TASK DESCRIPTION:
Put every line of the records below into a numbered list, leaving out any blank lines.

--- START SUPPLIED MATERIAL ---

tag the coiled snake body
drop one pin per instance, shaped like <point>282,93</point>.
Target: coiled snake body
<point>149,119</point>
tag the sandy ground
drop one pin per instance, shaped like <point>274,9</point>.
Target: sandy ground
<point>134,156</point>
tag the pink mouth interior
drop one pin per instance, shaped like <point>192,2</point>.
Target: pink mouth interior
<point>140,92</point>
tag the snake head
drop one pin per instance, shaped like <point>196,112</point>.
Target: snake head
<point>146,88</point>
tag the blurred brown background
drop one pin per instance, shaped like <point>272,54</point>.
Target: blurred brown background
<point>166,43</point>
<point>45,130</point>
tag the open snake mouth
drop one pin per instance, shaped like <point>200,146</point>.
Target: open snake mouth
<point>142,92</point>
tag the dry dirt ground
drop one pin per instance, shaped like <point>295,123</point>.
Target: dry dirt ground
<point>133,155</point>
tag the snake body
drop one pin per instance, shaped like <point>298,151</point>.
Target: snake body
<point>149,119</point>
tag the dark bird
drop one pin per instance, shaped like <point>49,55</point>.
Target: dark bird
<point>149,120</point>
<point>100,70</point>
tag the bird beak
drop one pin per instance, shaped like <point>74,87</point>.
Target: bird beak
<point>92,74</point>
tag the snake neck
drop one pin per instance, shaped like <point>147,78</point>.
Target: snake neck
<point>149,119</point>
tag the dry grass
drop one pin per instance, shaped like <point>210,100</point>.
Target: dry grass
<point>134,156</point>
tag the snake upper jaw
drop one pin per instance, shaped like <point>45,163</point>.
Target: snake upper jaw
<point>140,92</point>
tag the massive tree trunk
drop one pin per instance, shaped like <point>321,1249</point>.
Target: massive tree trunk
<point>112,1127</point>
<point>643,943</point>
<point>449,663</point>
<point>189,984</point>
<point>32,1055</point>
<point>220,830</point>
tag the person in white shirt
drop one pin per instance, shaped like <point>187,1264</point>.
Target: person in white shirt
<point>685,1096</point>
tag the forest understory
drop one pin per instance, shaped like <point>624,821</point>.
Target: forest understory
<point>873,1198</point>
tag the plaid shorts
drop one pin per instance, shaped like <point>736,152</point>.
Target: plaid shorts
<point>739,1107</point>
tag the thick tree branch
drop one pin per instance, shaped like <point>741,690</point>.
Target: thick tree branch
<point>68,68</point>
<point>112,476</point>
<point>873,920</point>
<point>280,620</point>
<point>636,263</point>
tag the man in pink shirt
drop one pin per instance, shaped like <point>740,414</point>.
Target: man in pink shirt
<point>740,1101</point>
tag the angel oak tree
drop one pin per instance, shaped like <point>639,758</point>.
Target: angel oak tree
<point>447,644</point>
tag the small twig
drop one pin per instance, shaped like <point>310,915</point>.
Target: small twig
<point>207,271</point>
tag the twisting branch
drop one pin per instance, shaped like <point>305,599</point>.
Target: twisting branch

--- END SUPPLIED MATERIAL ---

PROBLEM SOLUTION:
1. tag the coiled snake body
2. drop one pin per instance, shaped like <point>282,93</point>.
3. Target: coiled snake body
4. <point>149,119</point>
5. tag the sandy ground
6. drop one pin per instance, shaped like <point>274,9</point>.
7. Target: sandy ground
8. <point>134,156</point>
9. tag the pink mouth interior
10. drop one pin per instance, shaped like <point>192,2</point>.
11. Target: pink mouth interior
12. <point>140,92</point>
13. tag the snake head
14. drop one pin per instance, shaped like <point>196,112</point>.
15. Target: snake head
16. <point>146,88</point>
17. tag the blurred brown background
18. drop one pin per instance, shaped like <point>272,54</point>.
19. Target: blurred brown background
20. <point>166,43</point>
21. <point>45,130</point>
22. tag the open snake mouth
23. drop one pin per instance, shaped like <point>200,146</point>.
24. Target: open snake mouth
25. <point>142,92</point>
26. tag the dry dirt ground
27. drop one pin per instance, shaped like <point>295,123</point>.
28. Target: dry dirt ground
29. <point>133,155</point>
30. tag the snake body
31. drop one pin per instance, shaped like <point>298,151</point>.
32. Target: snake body
33. <point>149,119</point>
34. tag the dark bird
35. drop one pin per instance, shaped like <point>49,55</point>.
36. Target: dark bird
37. <point>149,120</point>
38. <point>100,70</point>
39. tag the bird beak
40. drop one pin per instance, shaped like <point>74,87</point>.
41. Target: bird beak
42. <point>92,74</point>
43. tag the snake neck
44. drop one pin per instance, shaped like <point>147,78</point>.
45. Target: snake neck
46. <point>149,119</point>
47. tag the dry grass
48. drop one pin per instance, shaped like <point>210,100</point>.
49. Target: dry grass
50. <point>134,156</point>
51. tag the snake upper jaw
52. drop one pin per instance, shaped like <point>45,163</point>.
53. Target: snake upper jaw
54. <point>140,92</point>
55. tag the massive tree trunk
56. drop one pin per instance, shaped like <point>321,1249</point>.
57. Target: massive tree trunk
58. <point>112,1127</point>
59. <point>643,943</point>
60. <point>449,663</point>
61. <point>189,984</point>
62. <point>32,1055</point>
63. <point>220,830</point>
64. tag the person in white shirt
65. drop one pin per instance, shaped like <point>187,1264</point>.
66. Target: person in white shirt
67. <point>685,1096</point>
68. tag the forest understory
69. drop one pin per instance, shaped like <point>624,821</point>.
70. Target: forest understory
71. <point>873,1198</point>
72. tag the plaid shorts
73. drop one pin per instance, shaped like <point>736,152</point>.
74. Target: plaid shorts
75. <point>739,1107</point>
76. tag the thick tree branch
77. drop one pin per instance, shaped like <point>741,690</point>.
78. Target: thick tree branch
79. <point>68,68</point>
80. <point>112,476</point>
81. <point>873,920</point>
82. <point>280,620</point>
83. <point>636,263</point>
84. tag the man in pink shirt
85. drop one pin per instance, shaped like <point>740,414</point>.
86. Target: man in pink shirt
87. <point>740,1101</point>
88. tag the angel oak tree
89. drop one pin per instance, shaped like <point>639,758</point>.
90. Target: angel oak tree
91. <point>447,644</point>
92. tag the small twig
93. drop one pin per instance, shaped like <point>310,915</point>.
94. Target: small twig
95. <point>207,271</point>
96. tag the twisting branch
97. drop one pin per instance, shaped like <point>305,599</point>.
98. Target: twisting branch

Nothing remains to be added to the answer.